Reproduce only the lines that run from the line with "One marker serves each instance of the kitten's muzzle." to the last line of the material, both ends included, exactly as they appear.

BEGIN The input

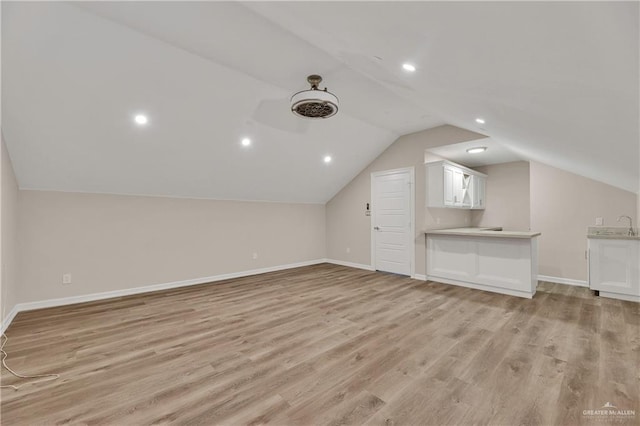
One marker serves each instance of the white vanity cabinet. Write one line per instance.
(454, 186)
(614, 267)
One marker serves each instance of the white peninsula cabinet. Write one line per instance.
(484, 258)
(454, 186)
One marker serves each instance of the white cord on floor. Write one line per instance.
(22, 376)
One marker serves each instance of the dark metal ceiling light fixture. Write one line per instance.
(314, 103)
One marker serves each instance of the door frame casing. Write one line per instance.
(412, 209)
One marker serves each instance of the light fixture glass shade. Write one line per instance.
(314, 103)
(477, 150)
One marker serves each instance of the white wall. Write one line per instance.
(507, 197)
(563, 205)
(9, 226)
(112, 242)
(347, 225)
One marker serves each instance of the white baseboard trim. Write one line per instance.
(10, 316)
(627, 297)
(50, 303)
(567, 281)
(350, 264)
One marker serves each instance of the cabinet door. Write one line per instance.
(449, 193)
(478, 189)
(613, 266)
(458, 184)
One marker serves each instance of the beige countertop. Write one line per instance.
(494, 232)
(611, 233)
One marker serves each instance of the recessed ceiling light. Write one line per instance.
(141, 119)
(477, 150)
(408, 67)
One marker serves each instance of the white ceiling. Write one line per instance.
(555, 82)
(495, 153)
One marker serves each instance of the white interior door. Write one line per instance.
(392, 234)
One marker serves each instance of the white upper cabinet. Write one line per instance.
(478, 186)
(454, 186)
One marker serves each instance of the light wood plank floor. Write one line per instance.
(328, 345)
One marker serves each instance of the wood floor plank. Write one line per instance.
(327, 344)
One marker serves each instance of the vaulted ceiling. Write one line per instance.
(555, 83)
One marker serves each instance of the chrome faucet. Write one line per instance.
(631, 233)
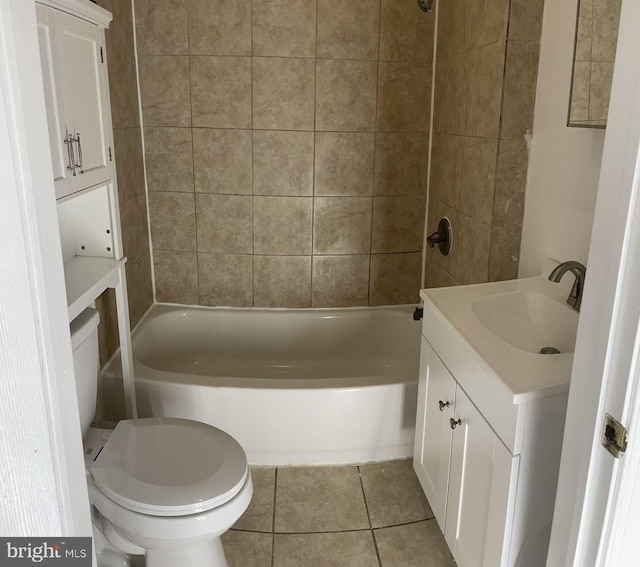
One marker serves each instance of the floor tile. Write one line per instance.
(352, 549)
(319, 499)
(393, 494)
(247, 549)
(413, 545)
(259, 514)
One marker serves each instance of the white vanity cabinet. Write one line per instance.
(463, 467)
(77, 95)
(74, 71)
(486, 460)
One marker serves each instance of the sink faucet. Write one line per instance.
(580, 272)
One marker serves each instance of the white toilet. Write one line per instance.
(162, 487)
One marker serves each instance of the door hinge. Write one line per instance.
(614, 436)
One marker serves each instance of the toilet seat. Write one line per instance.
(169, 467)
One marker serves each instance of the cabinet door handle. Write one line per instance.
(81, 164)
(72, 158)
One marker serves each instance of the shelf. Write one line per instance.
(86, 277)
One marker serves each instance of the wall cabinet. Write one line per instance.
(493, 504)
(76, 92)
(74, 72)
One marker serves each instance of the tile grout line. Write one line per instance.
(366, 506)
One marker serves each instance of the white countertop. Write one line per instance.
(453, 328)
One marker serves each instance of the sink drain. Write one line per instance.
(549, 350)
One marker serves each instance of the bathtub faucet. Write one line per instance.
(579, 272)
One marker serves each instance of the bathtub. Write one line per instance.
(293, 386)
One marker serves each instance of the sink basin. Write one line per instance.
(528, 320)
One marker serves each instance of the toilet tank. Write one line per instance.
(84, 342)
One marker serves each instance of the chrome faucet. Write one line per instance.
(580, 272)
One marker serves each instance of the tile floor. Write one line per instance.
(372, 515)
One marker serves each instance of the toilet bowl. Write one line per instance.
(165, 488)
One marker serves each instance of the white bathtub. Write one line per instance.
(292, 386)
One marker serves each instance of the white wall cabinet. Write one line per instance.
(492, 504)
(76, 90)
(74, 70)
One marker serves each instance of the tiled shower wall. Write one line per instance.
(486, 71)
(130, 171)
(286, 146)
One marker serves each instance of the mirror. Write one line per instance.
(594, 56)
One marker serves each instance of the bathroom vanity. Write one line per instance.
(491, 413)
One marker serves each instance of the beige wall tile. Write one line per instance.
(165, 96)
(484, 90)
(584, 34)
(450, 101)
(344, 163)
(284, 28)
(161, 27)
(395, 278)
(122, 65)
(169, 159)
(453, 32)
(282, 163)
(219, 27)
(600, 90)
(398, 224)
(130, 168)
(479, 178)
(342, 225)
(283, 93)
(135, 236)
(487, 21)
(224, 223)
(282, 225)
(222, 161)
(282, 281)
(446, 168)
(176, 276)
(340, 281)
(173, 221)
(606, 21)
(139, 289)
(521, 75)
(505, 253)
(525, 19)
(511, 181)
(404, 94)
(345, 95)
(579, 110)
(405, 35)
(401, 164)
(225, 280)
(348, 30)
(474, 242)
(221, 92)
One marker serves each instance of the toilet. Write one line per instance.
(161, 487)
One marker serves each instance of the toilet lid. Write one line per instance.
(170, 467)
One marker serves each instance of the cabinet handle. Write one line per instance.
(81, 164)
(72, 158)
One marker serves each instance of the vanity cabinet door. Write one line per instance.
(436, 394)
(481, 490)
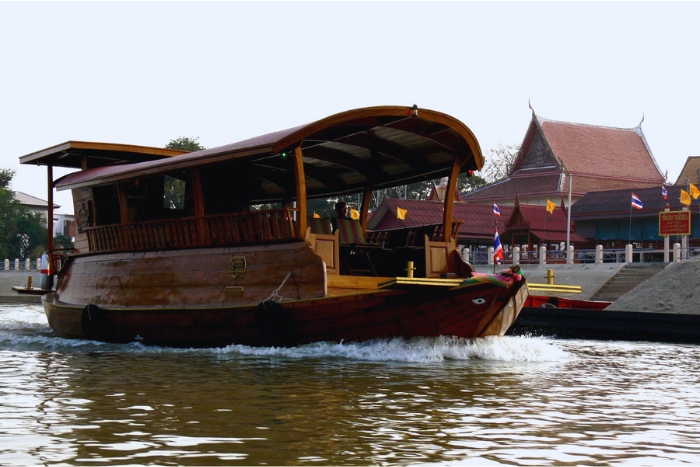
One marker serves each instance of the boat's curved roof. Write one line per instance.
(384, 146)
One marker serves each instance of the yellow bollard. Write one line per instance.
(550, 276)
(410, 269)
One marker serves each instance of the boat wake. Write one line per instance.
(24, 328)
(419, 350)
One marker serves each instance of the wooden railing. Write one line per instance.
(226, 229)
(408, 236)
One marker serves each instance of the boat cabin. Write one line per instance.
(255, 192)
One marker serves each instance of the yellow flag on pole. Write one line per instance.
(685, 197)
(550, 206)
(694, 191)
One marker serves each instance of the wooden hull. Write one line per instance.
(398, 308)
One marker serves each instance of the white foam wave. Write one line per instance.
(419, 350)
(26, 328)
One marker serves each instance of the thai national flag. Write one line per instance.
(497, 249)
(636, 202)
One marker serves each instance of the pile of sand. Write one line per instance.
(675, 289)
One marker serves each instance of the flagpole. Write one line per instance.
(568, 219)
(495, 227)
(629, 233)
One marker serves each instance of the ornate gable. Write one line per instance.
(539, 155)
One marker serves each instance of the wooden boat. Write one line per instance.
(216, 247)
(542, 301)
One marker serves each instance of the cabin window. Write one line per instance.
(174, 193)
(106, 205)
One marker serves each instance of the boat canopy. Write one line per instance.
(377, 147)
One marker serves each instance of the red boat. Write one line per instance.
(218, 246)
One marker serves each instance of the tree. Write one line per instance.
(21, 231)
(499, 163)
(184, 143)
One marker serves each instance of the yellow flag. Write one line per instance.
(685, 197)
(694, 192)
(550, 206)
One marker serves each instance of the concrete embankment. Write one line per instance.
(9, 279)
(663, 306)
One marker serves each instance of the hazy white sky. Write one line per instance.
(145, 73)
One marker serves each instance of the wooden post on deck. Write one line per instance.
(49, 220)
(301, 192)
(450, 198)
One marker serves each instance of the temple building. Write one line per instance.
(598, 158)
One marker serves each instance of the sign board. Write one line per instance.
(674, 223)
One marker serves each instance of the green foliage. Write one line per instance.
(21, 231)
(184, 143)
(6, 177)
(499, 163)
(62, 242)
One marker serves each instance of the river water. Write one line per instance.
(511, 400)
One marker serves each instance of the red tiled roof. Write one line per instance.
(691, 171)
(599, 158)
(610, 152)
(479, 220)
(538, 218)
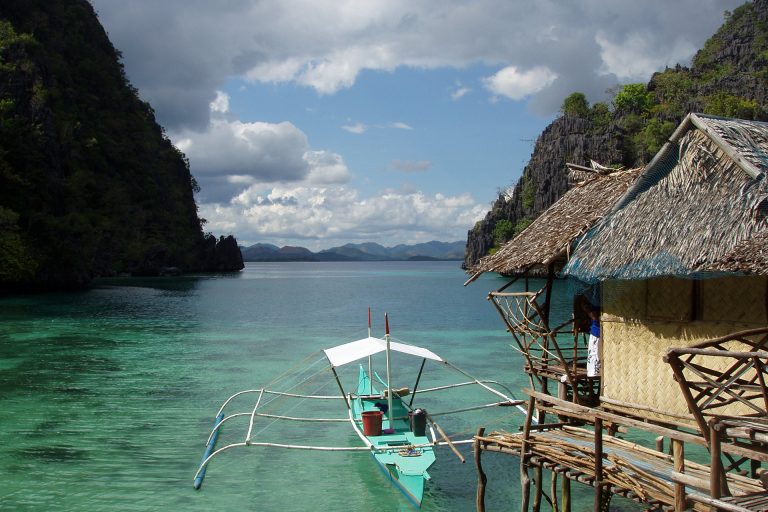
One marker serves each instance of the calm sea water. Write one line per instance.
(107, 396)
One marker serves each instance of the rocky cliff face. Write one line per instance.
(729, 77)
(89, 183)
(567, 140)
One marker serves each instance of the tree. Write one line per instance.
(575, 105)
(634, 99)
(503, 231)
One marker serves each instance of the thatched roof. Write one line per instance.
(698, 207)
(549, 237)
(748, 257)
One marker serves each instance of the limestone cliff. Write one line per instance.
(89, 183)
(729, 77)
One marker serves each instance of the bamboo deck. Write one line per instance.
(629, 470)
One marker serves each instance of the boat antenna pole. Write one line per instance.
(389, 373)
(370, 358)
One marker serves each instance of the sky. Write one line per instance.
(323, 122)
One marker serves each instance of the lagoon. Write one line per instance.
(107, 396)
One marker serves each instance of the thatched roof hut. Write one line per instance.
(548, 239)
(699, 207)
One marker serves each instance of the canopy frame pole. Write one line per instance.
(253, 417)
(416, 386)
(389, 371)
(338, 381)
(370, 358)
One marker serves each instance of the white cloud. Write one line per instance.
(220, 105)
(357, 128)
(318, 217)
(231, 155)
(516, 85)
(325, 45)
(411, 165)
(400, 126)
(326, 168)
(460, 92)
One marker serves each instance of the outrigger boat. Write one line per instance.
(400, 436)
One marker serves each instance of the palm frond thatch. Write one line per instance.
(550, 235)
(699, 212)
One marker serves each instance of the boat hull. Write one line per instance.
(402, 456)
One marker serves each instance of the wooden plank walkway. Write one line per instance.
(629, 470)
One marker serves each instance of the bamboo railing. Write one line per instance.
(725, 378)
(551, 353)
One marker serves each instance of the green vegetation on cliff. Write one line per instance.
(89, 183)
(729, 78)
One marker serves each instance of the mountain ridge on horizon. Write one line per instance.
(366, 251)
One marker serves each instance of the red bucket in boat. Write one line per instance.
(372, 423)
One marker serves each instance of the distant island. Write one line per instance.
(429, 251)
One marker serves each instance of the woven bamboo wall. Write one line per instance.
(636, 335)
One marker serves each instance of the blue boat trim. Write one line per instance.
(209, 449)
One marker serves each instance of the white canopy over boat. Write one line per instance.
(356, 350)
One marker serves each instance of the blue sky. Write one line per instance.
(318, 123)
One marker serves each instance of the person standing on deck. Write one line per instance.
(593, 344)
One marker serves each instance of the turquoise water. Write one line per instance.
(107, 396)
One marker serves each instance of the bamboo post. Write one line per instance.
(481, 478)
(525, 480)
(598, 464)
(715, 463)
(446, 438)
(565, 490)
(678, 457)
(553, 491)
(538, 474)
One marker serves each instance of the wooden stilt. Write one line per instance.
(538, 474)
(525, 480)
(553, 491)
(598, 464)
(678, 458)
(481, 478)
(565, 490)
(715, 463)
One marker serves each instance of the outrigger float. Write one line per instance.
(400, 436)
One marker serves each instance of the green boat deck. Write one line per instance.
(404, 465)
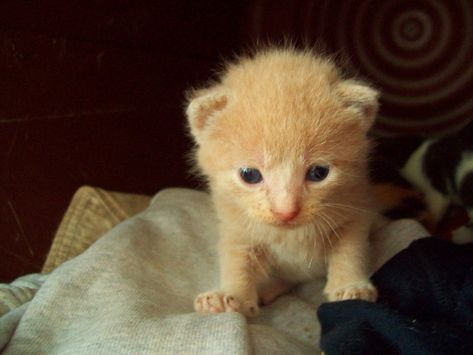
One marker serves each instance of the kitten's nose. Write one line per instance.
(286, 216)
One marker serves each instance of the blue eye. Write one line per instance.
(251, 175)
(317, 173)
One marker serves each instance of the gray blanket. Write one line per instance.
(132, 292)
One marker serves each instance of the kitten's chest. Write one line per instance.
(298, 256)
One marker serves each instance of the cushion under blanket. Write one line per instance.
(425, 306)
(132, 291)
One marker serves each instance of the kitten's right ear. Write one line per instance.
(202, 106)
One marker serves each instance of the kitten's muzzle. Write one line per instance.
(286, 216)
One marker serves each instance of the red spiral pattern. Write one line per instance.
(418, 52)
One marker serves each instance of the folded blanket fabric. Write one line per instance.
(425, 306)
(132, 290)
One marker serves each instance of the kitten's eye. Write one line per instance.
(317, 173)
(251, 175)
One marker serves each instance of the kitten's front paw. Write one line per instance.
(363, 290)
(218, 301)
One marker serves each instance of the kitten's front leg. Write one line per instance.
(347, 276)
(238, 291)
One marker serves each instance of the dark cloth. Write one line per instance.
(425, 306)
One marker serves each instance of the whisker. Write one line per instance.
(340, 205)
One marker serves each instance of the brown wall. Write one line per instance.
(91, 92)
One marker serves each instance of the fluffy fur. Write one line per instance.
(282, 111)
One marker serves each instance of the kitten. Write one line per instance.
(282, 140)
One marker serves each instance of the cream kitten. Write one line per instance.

END The input

▶ Solution for this exercise:
One marker serves each instance of the kitten's muzzle. Write one line per instance.
(286, 216)
One marker serves each instance of the red spiral pattern. Write one line per instance.
(418, 52)
One marker serves each instance of the folded blanket fabric. Write one line per instance.
(425, 306)
(132, 290)
One marker serves each instance of the kitten's eye. Write one line per instance.
(317, 173)
(251, 175)
One marker serves each instance of the kitten's front paw. Write one line per instance.
(363, 290)
(218, 301)
One marker serves each instance of the kitten's front leg. Write one line per instance.
(347, 276)
(238, 291)
One marker serves each instance of the dark cloth. Write one line per instance.
(425, 306)
One marker serves each instance of the whisker. Write one line per instance.
(340, 205)
One marker serves each instance of the brown wall. Write one line per instance.
(91, 92)
One marker serves each instance of the fluffy fur. Write one line per instance.
(282, 111)
One marker serves each instance of the kitten. Write one line per instance.
(282, 140)
One marker serves each instance of the cream kitten. Write one line per instance.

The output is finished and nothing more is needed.